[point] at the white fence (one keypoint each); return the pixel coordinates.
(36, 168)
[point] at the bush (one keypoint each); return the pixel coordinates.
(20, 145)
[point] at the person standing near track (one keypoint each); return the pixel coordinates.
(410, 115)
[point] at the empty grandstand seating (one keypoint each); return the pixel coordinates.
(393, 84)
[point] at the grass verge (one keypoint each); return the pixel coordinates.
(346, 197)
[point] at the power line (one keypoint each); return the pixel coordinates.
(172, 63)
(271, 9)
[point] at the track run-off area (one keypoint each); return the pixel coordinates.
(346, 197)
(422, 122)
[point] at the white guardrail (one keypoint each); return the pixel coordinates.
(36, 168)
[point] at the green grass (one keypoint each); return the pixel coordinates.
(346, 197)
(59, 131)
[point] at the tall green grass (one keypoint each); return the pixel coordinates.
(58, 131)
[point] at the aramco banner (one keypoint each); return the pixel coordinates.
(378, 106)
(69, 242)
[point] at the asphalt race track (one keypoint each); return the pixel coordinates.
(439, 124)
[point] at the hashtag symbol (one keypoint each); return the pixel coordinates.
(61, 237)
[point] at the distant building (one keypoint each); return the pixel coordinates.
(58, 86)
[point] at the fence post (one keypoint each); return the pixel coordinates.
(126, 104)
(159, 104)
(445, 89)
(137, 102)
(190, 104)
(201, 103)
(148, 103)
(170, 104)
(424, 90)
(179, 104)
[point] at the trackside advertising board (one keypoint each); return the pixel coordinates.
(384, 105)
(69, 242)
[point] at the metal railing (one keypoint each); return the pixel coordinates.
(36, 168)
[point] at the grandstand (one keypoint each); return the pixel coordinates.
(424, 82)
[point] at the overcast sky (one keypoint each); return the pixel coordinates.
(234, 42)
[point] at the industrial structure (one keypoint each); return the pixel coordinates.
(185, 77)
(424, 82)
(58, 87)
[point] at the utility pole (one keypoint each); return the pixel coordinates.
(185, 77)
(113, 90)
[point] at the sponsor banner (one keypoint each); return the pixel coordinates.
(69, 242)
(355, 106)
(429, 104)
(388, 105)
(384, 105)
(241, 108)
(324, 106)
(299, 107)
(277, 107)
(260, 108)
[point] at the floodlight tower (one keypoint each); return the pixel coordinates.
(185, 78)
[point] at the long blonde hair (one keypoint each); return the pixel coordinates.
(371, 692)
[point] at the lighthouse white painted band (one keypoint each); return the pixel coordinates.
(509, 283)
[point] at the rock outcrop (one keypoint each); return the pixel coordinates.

————

Objectif: Convertissez chacune des lignes du matériau ci-dessus en une chaîne d'une liste JSON, en omettant les lignes vides.

Réponse finale:
[
  "[point] at the white fence (one keypoint each); return the pixel coordinates.",
  "(36, 168)",
  "[point] at the bush (one keypoint each); return the pixel coordinates.",
  "(20, 145)",
  "[point] at the person standing near track (one keypoint each); return the pixel coordinates.",
  "(410, 115)",
  "[point] at the empty grandstand seating (one keypoint each); return the pixel coordinates.",
  "(393, 84)",
  "[point] at the grass verge (one keypoint each); return the pixel coordinates.",
  "(346, 197)",
  "[point] at the power line (one keypoint each); return the pixel coordinates.",
  "(172, 63)",
  "(271, 9)",
  "[point] at the track run-off area (one keypoint each); return the pixel coordinates.",
  "(346, 197)",
  "(422, 122)",
  "[point] at the white guardrail (one keypoint each); return the pixel coordinates.",
  "(36, 168)",
  "[point] at the green grass (one keypoint each); return the pixel coordinates.",
  "(346, 197)",
  "(59, 131)",
  "[point] at the tall green grass (one keypoint each); return the pixel coordinates.",
  "(58, 131)",
  "[point] at the aramco banner (one keypoint each); return the pixel coordinates.",
  "(378, 106)",
  "(69, 242)",
  "[point] at the asphalt race track (one keypoint each); return the pixel coordinates.",
  "(439, 124)",
  "[point] at the hashtag symbol (one keypoint each); return the pixel coordinates.",
  "(61, 237)",
  "[point] at the distant building (one keypoint each); return the pixel coordinates.",
  "(58, 86)",
  "[point] at the fence post (one keypoint each); return the pixel coordinates.",
  "(126, 104)",
  "(159, 104)",
  "(445, 89)",
  "(137, 102)",
  "(190, 104)",
  "(201, 103)",
  "(148, 103)",
  "(170, 104)",
  "(424, 90)",
  "(179, 104)",
  "[point] at the trackside advertising board (one keypoint each); return the pixel coordinates.",
  "(384, 105)",
  "(69, 242)",
  "[point] at the metal railing (one keypoint each); return the pixel coordinates.",
  "(36, 168)",
  "[point] at the grandstand (one keypoint each); return the pixel coordinates.",
  "(424, 82)",
  "[point] at the overcast sky (one keypoint each); return the pixel coordinates.",
  "(234, 42)",
  "[point] at the industrial structure (one keypoint each); return the pixel coordinates.",
  "(185, 77)",
  "(424, 82)",
  "(58, 87)",
  "[point] at the utility pole (one keypoint each); return the pixel coordinates.",
  "(185, 77)",
  "(113, 90)",
  "[point] at the sponsor banner (one keypoint each); return the pixel coordinates.",
  "(69, 242)",
  "(355, 106)",
  "(429, 104)",
  "(388, 105)",
  "(384, 105)",
  "(241, 108)",
  "(324, 106)",
  "(299, 107)",
  "(277, 107)",
  "(260, 108)",
  "[point] at the floodlight tower (one keypoint each); return the pixel coordinates.",
  "(185, 78)",
  "[point] at the long blonde hair (one keypoint each); return the pixel coordinates.",
  "(371, 692)",
  "[point] at the lighthouse white painted band (one keypoint each); return the pixel coordinates.",
  "(509, 283)",
  "[point] at the rock outcrop (one keypoint each); return the pixel coordinates."
]